Your instructions
Copy out every line from the one containing "Teacher note to the class: pick out the cobblestone" through the end of the material, both ends included, keeping the requests unchanged. Multiply each x and y coordinate in the answers by 0.85 and round to a whole number, with halves rounded up.
>>>
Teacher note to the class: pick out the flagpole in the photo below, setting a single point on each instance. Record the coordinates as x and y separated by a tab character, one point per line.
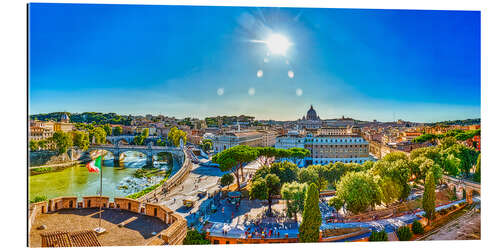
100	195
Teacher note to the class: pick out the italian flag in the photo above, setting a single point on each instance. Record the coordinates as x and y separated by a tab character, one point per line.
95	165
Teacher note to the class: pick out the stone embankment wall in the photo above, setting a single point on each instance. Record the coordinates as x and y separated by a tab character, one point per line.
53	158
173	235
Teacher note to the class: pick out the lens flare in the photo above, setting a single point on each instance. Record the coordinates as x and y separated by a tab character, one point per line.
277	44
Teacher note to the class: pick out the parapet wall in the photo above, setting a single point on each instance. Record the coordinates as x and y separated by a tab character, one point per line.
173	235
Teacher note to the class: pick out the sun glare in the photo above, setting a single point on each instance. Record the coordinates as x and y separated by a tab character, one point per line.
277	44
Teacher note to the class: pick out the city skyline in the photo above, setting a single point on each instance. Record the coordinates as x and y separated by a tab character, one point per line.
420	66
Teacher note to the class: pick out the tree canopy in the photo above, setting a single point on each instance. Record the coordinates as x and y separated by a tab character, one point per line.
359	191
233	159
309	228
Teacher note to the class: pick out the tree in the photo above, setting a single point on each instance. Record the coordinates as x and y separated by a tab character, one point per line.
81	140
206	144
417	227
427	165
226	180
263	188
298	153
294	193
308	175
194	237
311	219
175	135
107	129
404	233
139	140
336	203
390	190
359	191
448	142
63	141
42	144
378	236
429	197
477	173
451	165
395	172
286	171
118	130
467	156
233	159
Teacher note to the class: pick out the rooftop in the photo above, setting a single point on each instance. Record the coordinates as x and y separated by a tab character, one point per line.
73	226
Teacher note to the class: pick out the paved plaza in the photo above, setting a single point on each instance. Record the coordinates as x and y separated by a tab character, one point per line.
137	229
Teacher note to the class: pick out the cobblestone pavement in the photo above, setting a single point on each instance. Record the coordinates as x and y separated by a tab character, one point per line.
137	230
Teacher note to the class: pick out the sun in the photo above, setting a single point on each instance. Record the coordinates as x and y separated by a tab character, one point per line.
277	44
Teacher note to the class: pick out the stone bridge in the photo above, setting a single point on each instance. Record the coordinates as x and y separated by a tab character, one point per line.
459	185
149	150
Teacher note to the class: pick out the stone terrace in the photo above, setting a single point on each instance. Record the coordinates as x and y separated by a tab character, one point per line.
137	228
<<<
Full response
Teacher note to the class: pick out the cobblestone pavement in the photo above, setting a single point on each instance. Record the coordinates as x and y separated by a tab character, one point per line.
116	196
Teacher note to the class: pick out the sun in the photo above, setting a single point on each instance. Record the coordinates as x and y separated by a tab character, one point per line.
235	37
Teacher note to the class: pick out the stone bridge in the photo above, setting a single point on each instance. Record the coordinates as x and y separated by a tab character, one point per line.
390	157
127	128
Teacher note to the class: pick out the stone terrace in the photo above, setting a single point on each instance. Record the coordinates as x and y separated by a tab character, one point per line.
116	194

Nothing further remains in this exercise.